**RECORDS FOR PROCESSING:**

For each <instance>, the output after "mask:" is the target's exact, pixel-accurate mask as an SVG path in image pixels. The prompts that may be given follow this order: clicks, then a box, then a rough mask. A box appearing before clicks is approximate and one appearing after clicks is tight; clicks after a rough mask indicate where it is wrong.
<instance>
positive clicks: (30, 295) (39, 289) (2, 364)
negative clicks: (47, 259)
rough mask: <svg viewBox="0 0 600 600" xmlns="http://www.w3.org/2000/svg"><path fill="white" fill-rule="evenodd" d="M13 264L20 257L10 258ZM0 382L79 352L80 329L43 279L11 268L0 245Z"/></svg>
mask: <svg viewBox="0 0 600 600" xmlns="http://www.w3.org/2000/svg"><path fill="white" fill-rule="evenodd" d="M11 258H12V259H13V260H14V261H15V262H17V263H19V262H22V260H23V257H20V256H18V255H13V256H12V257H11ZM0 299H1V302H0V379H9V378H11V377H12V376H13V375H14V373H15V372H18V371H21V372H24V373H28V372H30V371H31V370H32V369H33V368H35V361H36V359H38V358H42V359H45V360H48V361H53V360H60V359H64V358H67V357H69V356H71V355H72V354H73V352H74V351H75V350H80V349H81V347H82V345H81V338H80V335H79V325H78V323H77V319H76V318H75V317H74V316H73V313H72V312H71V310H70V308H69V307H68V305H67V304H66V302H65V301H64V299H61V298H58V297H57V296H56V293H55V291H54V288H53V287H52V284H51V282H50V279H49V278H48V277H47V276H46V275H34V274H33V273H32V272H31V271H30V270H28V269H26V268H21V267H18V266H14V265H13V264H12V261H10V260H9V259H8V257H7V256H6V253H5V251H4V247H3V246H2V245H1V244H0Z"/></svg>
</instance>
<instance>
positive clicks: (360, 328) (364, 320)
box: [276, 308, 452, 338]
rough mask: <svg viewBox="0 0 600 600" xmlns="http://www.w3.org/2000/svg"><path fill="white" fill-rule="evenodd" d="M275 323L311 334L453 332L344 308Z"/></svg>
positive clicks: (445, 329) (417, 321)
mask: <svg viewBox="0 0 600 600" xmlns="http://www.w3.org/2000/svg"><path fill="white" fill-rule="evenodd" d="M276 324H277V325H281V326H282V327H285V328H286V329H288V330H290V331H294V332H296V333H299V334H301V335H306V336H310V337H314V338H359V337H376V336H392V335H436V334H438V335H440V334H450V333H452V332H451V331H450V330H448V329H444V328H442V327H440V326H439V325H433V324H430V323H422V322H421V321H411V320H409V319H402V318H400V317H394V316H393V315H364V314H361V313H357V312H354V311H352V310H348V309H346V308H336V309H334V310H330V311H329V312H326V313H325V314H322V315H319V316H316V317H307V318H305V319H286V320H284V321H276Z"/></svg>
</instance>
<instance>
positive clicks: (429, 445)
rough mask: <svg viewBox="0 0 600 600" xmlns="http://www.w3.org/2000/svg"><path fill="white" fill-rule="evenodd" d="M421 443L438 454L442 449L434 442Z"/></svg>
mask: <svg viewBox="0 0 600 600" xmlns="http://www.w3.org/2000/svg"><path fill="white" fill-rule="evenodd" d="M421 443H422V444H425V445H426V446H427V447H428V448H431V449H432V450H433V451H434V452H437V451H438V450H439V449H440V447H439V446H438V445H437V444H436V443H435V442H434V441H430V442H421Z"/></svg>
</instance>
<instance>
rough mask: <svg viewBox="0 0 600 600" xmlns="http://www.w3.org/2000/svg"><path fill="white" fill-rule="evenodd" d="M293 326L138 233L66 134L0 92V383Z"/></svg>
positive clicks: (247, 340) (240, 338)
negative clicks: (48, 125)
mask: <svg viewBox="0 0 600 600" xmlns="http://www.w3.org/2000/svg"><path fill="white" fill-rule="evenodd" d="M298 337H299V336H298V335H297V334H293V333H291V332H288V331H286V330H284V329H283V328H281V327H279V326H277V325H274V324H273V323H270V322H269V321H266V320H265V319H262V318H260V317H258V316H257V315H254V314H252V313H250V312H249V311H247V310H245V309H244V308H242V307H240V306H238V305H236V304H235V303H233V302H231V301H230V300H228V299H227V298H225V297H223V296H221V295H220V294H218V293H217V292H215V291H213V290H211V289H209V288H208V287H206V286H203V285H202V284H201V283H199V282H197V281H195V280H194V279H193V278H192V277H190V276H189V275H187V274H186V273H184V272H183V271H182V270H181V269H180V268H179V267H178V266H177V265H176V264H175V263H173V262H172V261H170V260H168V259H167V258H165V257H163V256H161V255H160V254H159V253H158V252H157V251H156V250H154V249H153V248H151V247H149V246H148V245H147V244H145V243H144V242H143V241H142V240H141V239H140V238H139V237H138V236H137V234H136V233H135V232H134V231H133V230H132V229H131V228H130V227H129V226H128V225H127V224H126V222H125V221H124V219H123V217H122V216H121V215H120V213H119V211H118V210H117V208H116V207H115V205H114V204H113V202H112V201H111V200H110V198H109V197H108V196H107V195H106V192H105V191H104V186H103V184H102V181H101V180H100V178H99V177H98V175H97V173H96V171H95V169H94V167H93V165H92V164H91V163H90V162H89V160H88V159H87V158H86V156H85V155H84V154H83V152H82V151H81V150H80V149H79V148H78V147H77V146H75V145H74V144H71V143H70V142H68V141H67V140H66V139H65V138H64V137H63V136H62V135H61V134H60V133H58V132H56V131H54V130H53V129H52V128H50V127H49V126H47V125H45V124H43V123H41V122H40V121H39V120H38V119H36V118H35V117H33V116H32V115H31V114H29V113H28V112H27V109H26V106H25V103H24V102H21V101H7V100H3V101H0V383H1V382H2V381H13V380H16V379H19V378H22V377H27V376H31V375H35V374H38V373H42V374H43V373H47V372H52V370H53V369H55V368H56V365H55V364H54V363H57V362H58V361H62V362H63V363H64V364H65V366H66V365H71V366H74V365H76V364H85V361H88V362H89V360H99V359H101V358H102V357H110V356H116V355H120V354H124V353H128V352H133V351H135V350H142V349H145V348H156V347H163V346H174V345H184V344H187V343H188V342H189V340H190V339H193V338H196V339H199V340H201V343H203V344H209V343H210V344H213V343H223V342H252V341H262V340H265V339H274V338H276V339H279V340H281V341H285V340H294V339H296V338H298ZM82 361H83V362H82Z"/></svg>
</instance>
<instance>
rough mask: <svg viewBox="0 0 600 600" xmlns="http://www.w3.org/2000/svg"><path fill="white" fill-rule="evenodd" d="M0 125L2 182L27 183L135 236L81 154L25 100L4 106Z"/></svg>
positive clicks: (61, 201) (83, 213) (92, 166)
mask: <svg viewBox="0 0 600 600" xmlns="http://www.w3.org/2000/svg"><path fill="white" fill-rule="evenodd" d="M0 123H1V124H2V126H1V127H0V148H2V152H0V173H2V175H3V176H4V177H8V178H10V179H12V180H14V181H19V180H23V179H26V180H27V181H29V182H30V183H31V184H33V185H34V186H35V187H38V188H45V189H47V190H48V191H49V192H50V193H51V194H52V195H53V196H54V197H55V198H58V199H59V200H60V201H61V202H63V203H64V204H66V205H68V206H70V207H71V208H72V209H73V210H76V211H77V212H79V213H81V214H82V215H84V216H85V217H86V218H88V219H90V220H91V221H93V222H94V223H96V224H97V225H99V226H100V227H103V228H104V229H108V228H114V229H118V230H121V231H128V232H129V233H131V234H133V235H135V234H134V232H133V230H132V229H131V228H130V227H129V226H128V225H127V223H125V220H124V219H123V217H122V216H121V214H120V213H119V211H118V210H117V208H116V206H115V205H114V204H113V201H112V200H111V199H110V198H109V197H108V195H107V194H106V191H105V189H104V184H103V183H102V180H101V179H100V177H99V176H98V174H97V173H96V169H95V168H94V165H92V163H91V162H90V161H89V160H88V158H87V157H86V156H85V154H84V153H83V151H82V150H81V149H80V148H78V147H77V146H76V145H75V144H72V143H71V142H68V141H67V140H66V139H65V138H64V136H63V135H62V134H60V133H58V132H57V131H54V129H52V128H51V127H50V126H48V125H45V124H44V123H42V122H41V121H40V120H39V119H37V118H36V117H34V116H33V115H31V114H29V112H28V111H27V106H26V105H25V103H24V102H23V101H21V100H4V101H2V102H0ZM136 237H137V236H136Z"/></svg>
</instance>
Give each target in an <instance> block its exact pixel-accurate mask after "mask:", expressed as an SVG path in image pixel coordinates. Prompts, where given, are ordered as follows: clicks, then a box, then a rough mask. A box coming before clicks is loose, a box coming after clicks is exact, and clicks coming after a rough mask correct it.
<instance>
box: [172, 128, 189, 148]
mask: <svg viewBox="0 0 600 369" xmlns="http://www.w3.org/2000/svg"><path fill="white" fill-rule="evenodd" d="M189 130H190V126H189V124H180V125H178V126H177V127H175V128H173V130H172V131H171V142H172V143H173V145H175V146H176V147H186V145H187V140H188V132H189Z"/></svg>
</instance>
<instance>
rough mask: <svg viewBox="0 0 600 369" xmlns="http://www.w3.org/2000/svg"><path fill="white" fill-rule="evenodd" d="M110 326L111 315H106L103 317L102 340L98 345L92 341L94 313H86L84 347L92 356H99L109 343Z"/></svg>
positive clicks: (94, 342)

**TASK STATEMENT:**
Read each line of the material, and wherever the word "exact" turns up, copy that line.

**EXPECTED ANSWER:**
For each <instance>, the output after "mask:" is the target's exact, pixel-accurate mask as an SVG path in image pixels. The prompts that may be given follow this order: clicks, then a box, then a rough mask. A box appearing before clicks is approximate and one appearing after clicks is tight; clicks after a rough mask indicate where it is wrong.
Give each target in an <instance> block its exact pixel-accurate mask after "mask:", expressed as an SVG path in image pixel coordinates. Prompts, where given, are ordered as follows: clicks, then a box, then a rough mask. A box coming before clicks is loose, a box coming after clicks is exact, and clicks coming after a rough mask correct it.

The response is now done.